Provided text |

═══

There has been some debate over the past few months around the fate of Bicester’s Magistrates’ court. The locally listed building was closed in 2016, with Homes England taking ownership of the property.

The current plan is to demolish the building and put up a block of modern flats. A proposal which after some initial opposition, seems to have gained support from some Bicester residents. Their central claim being that new housing will be beneficial for first-time buyers.

However, Councillor John Broad said: “Bicester is one of the fastest growing towns in Europe with massive housing developments yet to be constructed and so changing the use of the Magistrates Court to a huge block of flats is totally unnecessary.

“The site is also in the town conservation area, which seems to be ignored.”

The development is set to have no parking spaces for residents, in line with it being a ‘low-car’ complex with just eight parking spaces for visitors. Two of which will have electric charging infrastructure, and two will be disabled spaces.

John added: “The plans so far seem to follow the ‘in’ thoughts of government, that people will not have cars and will be walking and cycling everywhere and hence there will not be any real parking facilities. They of course ignore the rather obvious fact that people just might have visitors, need maintenance people to attend, need the ability for medical practitioners to attend or even the police or other emergency services, all of whom are supposed to walk or cycle.”

═══

Brief |
Could you write out the passage about Bicester's Magistrates' court again, starting with "The current plan" and going on through "for first-time buyers.", but replacing "flats" with "apartments"?

═══

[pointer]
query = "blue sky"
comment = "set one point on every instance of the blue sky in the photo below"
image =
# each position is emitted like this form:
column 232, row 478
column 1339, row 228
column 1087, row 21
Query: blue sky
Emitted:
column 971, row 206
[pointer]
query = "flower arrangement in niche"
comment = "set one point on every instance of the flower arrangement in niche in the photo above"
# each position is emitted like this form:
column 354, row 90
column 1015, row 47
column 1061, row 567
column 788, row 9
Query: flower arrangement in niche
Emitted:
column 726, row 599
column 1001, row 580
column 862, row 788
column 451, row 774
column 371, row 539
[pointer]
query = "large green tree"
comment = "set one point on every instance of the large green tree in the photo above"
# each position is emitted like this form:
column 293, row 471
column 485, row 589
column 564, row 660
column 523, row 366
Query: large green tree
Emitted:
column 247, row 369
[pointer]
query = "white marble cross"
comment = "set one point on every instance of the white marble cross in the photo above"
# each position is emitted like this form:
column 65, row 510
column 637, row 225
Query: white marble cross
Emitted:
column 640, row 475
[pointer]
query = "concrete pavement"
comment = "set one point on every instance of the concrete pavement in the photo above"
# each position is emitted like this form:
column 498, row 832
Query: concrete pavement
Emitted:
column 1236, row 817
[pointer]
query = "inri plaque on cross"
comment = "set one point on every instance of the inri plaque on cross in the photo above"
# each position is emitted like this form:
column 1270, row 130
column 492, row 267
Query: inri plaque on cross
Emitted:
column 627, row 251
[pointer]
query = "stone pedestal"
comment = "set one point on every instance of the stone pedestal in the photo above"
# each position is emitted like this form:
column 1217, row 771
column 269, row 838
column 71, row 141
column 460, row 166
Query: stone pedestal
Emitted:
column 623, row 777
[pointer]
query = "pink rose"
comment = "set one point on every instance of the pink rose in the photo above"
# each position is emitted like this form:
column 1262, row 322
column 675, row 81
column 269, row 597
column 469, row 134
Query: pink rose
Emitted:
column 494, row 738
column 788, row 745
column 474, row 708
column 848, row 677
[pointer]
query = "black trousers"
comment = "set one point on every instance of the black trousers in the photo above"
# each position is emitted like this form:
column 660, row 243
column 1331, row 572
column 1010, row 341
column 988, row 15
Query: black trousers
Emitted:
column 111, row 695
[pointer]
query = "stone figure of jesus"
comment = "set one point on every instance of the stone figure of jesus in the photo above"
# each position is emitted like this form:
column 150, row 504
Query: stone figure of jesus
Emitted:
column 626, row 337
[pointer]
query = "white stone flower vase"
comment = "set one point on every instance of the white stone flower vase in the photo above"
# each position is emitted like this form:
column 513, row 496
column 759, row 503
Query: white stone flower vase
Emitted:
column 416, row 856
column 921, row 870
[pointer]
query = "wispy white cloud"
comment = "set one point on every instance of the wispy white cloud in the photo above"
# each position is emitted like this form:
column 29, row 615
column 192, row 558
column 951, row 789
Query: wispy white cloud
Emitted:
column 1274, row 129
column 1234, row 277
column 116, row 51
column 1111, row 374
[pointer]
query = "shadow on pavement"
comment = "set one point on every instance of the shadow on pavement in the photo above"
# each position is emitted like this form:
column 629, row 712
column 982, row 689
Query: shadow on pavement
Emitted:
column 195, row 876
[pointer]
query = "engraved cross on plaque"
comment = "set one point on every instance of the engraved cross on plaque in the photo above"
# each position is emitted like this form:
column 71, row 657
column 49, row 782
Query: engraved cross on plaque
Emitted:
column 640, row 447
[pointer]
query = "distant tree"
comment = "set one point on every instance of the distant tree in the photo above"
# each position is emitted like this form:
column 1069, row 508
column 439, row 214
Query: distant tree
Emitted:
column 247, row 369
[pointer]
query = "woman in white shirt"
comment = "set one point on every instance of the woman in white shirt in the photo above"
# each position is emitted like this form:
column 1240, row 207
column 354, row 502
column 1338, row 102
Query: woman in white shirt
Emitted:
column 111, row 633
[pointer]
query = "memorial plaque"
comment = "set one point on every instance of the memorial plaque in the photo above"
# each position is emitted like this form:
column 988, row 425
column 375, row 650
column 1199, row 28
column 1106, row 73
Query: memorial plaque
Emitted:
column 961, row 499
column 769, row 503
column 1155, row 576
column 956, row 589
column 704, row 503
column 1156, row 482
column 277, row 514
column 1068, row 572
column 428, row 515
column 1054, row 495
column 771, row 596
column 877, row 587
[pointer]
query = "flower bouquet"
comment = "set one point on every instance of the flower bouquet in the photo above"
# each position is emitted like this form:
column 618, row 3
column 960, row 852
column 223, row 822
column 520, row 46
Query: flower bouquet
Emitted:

═══

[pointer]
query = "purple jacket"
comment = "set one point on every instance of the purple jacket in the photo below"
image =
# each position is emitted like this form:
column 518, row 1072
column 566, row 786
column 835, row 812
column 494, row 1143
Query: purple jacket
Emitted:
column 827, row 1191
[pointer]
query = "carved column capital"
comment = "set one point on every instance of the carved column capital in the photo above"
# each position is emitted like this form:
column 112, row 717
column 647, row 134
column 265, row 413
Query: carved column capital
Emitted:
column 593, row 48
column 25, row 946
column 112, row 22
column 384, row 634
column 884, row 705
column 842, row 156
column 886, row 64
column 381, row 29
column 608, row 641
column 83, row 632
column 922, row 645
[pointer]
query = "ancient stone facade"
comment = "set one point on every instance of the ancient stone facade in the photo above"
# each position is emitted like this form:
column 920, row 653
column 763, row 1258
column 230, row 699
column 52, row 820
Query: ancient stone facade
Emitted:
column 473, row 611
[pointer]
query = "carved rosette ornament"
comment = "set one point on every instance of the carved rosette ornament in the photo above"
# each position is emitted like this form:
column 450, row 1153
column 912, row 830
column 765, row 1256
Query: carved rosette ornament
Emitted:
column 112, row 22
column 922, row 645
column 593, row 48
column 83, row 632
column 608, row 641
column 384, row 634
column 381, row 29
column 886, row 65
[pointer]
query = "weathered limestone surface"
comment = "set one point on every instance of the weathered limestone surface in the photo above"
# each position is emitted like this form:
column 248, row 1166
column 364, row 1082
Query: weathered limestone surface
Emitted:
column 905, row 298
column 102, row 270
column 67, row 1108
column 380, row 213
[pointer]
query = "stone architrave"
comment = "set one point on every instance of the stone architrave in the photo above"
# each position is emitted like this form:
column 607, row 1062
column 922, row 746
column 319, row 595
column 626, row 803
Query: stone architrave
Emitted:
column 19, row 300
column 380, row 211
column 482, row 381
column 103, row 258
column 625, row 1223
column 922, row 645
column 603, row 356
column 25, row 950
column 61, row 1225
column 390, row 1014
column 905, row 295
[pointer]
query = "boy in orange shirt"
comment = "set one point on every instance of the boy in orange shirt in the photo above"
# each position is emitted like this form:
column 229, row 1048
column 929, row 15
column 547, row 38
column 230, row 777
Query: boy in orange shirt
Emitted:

═══

Task answer |
The current plan is to demolish the building and put up a block of modern apartments. A proposal which after some initial opposition, seems to have gained support from some Bicester residents. Their central claim being that new housing will be beneficial for first-time buyers.